++++ Dataset ++++
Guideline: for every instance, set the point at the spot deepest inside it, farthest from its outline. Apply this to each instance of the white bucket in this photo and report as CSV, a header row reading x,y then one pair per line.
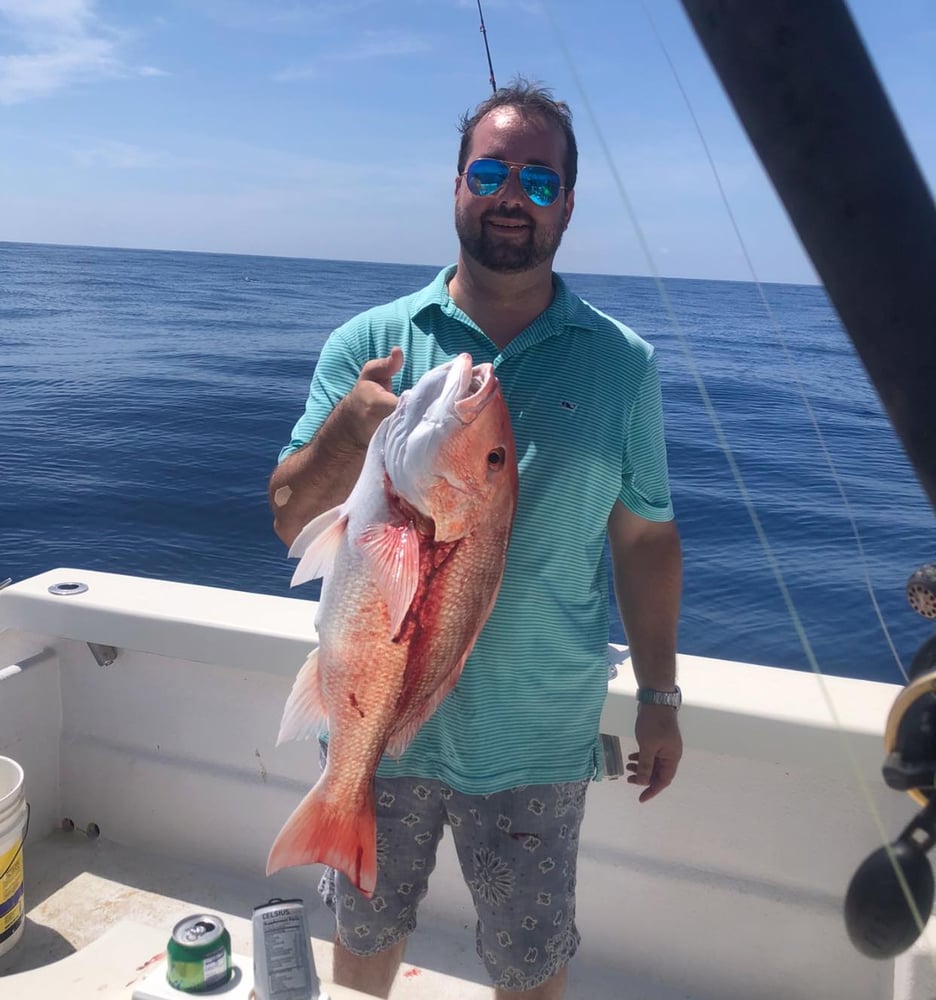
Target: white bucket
x,y
14,819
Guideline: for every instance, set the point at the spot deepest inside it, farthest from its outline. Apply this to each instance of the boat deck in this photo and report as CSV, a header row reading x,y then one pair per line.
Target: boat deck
x,y
99,915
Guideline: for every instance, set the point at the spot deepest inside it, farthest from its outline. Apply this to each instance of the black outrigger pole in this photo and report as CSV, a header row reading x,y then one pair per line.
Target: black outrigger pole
x,y
487,49
809,98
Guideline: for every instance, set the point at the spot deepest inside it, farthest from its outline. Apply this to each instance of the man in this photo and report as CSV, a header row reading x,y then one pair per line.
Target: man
x,y
506,759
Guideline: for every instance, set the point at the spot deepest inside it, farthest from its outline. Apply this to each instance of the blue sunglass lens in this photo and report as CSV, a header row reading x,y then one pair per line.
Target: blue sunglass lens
x,y
487,177
541,184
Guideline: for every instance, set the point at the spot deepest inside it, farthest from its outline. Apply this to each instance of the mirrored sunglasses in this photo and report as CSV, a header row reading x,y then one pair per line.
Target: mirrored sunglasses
x,y
540,184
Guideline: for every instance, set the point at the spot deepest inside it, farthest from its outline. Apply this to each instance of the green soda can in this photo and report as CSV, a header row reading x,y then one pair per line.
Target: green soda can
x,y
198,955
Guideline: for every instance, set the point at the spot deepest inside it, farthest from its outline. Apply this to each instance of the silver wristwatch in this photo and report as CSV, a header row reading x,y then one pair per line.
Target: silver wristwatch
x,y
650,696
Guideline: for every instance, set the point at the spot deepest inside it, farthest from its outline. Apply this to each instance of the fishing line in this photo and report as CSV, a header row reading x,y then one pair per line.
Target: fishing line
x,y
487,49
783,343
774,564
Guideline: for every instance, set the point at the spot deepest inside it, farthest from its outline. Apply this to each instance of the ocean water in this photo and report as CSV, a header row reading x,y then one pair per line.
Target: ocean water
x,y
144,397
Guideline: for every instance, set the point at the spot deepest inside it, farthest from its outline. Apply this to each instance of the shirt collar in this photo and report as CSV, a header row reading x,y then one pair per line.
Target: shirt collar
x,y
565,310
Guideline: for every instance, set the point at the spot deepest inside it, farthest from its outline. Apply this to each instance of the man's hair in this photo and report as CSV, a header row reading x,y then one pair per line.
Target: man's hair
x,y
532,100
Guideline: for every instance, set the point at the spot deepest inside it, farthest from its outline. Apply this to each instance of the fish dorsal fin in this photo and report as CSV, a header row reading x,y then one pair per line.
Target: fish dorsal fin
x,y
392,552
305,714
317,545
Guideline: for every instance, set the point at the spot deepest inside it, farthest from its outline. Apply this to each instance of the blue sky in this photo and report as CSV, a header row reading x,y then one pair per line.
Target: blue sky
x,y
326,128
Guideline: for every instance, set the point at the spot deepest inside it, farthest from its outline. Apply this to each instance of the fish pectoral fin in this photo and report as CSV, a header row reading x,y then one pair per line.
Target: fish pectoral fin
x,y
305,714
392,552
317,545
416,717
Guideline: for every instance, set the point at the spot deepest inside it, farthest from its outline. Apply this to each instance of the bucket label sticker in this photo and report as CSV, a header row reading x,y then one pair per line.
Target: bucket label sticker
x,y
11,892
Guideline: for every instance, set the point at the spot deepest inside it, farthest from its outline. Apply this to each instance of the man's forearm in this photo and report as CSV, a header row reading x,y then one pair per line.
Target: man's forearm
x,y
647,582
318,477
++++
## Task statement
Rewrite all of the material above, changing every "Guideline" to "Instruction" and leaving everything else as it is. Omit the pictures from your answer.

## Final result
Instruction: for every instance, set the point at the spot deepest inside it, farthest from its outline. Apply this to each instance of the white bucket in this photo and report as CSV, a header row reading x,y then one pair per line.
Target: white bucket
x,y
14,819
Instruction: for every instance, set the point at the spot deepest inside it, farthest from its outline. Apply this to each instance of the boat deck in this photo and report as CSV, a header row reading x,y then one pair per line.
Target: boat deck
x,y
99,915
Instruction: for every instance, set the point at the spot deepest inside it, farthest from its outline. Apply this to each instance of the black outrigger pole in this photo and report as CSV, a header row reading x,y then one pair per line.
Target: black outrigger pole
x,y
487,49
809,98
Instruction: for every instance, set the point at the spot deepest inside it, farthest from its outline. Apply this to each instance of the man in this photo and report as CSV, a header row reading x,y then one pair per line.
Target: man
x,y
506,759
Instruction: for every instance, set the point at the spot deepest inside it, farthest from its outline. Apply this to each instance of the blue sunglass lens in this photo and report as CSV, a header row reading x,y then one pair per line.
Target: blue sunglass lens
x,y
487,177
541,184
Instruction: for every instance, set the point at the spot deepest inside it, farthest from its outline. Apply this to each instance of the mirrored sunglasses in this photo and report as CSV, a header row reading x,y then one pair per line.
Target: mirrored sunglasses
x,y
540,184
Instruction: for every instance, set the point at the spot deepest inside it, farthest from its outline. Apply this to each instance of the green soda can in this photo and report as CSV, a header row reading x,y then one pair per line.
Target: green soda can
x,y
198,955
Instruction: for every instance, set the point at the spot deepest inside it, farthest from its outline. Apply this to each instance of the silver wristwatch in this photo and report as CSV, a header row reading x,y then one pair per line.
Target: silver wristwatch
x,y
650,696
Instruction: for every instance, set the point at the spot deepest inside it, farthest from its outline. Apply this to each instance of the fishing line in this photo and report as CSV, a header row reading x,y then one pair per line.
Target: fishing line
x,y
487,49
783,343
774,564
Instruction: for every instance, set the point at the spot deepest inside it, farthest from its outline. Apply this to each instance of the ocean water in this photo and report as CSV, a header row reading x,y then one pair per line.
Target: ocean water
x,y
144,397
Instruction: for every instance, set the point at the spot deepest inside it, farthest from its outline. Apply this to each instance of the shirt collar in this photo and report as CSV, a header row reading x,y then one pair per line.
Target: shirt collar
x,y
565,310
Instruction: for every instance, set the point at the spot deepest inside it, farthest from its outline. Apply this to each instance of the man's hair in this photo and report as CSV, a header row reading x,y then one pair per line.
Target: man's hair
x,y
532,100
Instruction: for every instance, set the point at the spot deepest inside it, farthest from its outline. Apply this to each instance of the fish dorsal fin in this photo and report as CSV, a header row reading x,y then one pair per line.
Target: fish dorsal fin
x,y
392,552
305,714
317,545
Instruction: for every instance, set the point at the spot deepest inside it, farthest from its outline. Apply this to each instance of the blue sky in this photo and report as CSV, a header row reading x,y then one pair per line.
Target: blue sky
x,y
326,128
Instruction: for every instance, set the point at the spot deepest inside it, farthest from its outline. Apply this to each instance of the fish pectoral fin in this photo and report as CSV, a header row reading x,y then one pair per line.
Target: fish pectoral fin
x,y
305,714
392,552
317,545
416,717
Instruction: for every instance, set the point at the spot deepest inside it, farthest from its outline. Apply this to each instance of the bucket label sticker in this photo and report as CSV, a header row reading x,y then one pair per line.
Target: bucket label sticker
x,y
11,892
Instruction: for every instance, set the point at the spot deepest inside it, farthest from its outline. Apply this to each instance of the man's forearm in this photo and report as CSV, a header row reading x,y then one pair per line.
Target: man's forearm
x,y
647,582
318,477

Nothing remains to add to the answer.